Collected data
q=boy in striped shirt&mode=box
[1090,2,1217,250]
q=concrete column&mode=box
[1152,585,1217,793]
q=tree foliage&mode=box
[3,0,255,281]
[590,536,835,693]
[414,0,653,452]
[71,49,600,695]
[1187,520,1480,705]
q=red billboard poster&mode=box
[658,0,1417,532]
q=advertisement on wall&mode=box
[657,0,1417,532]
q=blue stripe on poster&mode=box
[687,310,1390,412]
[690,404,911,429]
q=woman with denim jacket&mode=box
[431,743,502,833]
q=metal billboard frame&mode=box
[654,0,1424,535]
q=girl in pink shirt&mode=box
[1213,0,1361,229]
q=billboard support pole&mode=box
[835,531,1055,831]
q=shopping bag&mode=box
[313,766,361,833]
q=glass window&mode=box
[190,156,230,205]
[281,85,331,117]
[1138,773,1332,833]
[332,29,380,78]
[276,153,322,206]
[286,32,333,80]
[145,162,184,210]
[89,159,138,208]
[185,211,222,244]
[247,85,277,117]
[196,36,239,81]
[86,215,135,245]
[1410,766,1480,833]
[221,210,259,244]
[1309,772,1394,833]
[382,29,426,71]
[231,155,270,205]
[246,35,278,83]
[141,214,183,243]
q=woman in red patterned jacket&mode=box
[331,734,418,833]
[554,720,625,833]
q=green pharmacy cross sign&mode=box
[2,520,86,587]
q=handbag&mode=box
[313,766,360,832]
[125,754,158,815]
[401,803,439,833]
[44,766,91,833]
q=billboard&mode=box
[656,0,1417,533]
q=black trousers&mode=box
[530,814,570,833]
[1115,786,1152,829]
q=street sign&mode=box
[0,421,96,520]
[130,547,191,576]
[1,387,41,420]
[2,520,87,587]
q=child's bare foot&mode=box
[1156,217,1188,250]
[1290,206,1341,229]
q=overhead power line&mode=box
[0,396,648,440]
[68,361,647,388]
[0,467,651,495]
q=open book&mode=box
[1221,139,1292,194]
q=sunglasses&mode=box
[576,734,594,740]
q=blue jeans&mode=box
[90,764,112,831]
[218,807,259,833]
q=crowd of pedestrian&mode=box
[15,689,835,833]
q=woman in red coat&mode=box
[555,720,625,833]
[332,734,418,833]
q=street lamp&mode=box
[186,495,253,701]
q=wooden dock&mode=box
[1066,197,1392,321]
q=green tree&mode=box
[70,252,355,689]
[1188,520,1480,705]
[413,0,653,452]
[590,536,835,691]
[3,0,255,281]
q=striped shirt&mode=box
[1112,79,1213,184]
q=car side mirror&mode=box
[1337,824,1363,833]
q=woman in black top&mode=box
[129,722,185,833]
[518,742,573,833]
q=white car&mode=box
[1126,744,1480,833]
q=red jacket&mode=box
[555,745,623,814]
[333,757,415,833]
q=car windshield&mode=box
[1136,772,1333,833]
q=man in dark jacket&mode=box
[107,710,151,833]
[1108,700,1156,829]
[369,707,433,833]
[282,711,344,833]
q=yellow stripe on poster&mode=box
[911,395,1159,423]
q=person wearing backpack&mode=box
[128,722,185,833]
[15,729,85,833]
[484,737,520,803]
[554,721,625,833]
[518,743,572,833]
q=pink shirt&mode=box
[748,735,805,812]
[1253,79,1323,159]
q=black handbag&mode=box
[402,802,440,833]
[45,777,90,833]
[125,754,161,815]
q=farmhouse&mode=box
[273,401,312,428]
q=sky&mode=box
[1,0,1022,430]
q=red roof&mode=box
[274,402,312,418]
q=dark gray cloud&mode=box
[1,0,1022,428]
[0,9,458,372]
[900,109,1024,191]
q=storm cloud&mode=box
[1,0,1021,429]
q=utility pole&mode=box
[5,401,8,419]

**PROMPT**
Beginning with the line that contains "q=dark gray cloud&mode=box", return every line through the end of the data above, exactly as written.

**OUTPUT FOR THIS EXERCISE**
q=dark gray cloud&mode=box
[1,0,1022,428]
[0,9,458,372]
[900,109,1024,191]
q=storm cloud&mode=box
[1,0,1021,429]
q=utility pole&mode=box
[5,401,8,419]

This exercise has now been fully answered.